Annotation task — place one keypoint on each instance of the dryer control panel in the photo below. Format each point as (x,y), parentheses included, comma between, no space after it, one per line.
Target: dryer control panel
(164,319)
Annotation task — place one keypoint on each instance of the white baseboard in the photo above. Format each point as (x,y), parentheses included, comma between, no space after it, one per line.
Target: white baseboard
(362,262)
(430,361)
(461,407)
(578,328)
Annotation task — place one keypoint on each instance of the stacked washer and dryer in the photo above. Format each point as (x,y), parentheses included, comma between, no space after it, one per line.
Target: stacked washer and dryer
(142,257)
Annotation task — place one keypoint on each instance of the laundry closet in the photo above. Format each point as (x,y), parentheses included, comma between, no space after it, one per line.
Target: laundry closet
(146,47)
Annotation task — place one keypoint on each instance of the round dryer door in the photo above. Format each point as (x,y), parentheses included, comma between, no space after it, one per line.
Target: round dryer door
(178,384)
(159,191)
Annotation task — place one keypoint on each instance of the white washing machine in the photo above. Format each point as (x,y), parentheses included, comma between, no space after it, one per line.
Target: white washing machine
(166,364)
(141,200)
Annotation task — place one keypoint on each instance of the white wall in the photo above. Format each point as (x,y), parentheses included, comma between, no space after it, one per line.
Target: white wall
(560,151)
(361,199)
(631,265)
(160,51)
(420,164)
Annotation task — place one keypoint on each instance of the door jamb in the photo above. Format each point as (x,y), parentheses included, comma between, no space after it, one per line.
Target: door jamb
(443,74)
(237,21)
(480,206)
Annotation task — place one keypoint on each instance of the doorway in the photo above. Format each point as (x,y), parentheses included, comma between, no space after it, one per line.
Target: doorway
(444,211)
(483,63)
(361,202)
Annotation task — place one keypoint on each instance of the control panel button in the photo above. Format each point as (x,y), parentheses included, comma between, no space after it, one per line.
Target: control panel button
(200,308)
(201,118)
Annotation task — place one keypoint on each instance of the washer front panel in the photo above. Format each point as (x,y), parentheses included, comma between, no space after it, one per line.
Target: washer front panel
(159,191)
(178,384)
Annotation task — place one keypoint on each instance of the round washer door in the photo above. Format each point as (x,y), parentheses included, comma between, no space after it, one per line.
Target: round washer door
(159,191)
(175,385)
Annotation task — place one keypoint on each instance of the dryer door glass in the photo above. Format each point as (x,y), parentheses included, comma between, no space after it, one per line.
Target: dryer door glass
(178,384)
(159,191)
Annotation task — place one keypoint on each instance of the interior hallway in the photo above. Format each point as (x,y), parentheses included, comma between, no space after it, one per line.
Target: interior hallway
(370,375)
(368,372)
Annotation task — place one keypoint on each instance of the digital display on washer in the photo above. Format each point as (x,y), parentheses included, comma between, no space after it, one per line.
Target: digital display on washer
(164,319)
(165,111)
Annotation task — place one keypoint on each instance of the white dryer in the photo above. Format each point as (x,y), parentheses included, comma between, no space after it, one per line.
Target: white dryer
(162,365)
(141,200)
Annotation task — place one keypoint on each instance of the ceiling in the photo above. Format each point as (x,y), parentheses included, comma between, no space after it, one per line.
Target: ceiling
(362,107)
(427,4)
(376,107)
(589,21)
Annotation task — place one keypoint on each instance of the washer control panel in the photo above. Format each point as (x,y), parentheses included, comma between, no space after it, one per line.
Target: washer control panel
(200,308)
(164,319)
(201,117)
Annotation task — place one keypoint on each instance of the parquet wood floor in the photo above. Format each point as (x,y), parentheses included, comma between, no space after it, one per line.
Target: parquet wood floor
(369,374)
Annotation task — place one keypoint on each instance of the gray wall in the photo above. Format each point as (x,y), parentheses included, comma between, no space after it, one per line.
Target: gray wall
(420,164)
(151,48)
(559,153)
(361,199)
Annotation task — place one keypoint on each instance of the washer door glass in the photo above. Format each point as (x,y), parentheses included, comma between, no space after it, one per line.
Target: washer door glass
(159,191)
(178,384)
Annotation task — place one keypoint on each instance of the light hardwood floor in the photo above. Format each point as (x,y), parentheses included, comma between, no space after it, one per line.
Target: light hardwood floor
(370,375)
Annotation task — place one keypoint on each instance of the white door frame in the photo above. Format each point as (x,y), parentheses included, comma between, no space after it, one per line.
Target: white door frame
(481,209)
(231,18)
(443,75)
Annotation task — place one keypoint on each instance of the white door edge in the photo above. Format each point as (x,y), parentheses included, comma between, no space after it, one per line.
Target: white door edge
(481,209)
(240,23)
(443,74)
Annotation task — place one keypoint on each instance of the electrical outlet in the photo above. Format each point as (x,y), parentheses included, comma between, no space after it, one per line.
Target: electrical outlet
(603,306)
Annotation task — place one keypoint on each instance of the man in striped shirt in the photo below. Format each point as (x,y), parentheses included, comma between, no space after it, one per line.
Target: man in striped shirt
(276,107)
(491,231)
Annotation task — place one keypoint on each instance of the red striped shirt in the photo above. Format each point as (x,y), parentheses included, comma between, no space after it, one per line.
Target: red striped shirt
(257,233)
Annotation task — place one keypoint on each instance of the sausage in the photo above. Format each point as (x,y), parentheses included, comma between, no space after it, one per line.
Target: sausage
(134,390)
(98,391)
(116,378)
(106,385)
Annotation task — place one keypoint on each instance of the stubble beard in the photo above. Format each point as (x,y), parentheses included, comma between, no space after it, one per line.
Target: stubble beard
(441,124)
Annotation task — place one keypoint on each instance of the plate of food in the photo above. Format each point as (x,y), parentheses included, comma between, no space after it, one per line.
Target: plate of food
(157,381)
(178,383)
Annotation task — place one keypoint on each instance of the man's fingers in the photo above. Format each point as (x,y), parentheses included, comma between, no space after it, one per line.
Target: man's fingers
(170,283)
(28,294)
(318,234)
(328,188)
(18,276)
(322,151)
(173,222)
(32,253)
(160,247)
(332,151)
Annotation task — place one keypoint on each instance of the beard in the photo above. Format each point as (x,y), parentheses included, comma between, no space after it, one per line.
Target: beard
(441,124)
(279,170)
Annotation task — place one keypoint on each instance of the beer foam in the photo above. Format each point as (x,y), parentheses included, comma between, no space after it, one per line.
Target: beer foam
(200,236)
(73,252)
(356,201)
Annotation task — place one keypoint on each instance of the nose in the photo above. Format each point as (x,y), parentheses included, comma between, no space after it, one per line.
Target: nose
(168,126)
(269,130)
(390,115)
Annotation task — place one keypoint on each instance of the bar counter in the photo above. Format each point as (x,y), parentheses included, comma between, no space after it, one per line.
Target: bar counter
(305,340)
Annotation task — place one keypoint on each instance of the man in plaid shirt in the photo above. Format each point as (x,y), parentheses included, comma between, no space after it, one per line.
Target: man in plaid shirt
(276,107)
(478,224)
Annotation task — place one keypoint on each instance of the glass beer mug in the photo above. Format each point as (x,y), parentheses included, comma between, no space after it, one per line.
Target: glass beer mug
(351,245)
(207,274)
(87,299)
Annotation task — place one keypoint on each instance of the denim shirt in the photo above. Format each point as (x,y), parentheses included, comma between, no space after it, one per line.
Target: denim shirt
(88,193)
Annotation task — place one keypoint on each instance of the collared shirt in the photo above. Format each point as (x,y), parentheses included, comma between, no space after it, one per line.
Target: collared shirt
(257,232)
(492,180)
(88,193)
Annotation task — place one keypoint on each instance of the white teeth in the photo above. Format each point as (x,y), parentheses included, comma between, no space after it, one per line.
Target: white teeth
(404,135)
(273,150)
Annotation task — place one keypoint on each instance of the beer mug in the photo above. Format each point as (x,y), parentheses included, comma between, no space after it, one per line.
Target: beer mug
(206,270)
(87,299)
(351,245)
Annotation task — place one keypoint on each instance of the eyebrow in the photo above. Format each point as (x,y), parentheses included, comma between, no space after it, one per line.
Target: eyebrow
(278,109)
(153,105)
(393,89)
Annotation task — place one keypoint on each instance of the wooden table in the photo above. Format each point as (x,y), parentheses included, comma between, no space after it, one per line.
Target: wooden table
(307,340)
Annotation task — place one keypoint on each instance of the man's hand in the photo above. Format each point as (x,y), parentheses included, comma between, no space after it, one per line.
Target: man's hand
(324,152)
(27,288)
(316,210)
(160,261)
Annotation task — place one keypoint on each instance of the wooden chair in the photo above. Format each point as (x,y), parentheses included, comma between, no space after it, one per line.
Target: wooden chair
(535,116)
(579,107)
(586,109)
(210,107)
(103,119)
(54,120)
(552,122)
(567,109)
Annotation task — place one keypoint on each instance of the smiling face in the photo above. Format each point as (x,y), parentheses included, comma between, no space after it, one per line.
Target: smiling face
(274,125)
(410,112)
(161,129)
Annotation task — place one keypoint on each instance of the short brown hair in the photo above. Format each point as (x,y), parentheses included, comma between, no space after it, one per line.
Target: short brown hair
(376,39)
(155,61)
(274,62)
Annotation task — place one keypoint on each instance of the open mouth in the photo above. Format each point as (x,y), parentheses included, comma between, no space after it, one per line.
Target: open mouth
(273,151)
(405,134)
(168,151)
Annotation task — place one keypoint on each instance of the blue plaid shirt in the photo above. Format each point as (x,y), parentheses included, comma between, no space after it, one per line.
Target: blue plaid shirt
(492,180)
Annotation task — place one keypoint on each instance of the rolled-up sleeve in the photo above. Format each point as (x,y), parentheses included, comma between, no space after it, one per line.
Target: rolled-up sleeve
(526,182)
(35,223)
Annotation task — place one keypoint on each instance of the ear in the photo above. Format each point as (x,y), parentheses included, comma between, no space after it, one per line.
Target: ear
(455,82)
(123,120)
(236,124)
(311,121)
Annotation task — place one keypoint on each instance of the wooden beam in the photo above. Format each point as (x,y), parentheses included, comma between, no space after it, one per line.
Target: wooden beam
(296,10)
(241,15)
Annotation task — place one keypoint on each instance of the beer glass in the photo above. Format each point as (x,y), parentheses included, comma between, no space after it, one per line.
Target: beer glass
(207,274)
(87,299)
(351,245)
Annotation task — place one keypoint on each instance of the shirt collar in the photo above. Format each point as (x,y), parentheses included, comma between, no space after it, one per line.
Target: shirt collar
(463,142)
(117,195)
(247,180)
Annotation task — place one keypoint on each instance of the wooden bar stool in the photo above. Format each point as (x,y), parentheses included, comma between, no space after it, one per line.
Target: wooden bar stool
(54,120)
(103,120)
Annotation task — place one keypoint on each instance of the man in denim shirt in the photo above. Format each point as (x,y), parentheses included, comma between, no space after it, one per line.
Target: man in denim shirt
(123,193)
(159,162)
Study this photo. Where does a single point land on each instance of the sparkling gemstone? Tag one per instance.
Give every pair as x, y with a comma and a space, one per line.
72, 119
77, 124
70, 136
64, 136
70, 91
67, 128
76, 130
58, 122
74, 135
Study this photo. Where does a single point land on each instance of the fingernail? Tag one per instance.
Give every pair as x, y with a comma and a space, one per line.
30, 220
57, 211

• [BRIEF] Scan the listing above. Collect all lines with the word "below".

• [ANSWER BOX]
Annotation task — place one keypoint on each instance of the dryer control panel in the photo below. Format each point as (x,y), parentheses included, comma between, no space after it, one per line.
Annotation task — place one keypoint on each instance of the man in striped shirt in the photo below. Format each point as (x,y), parentheses included, comma between, no space after it, one per line.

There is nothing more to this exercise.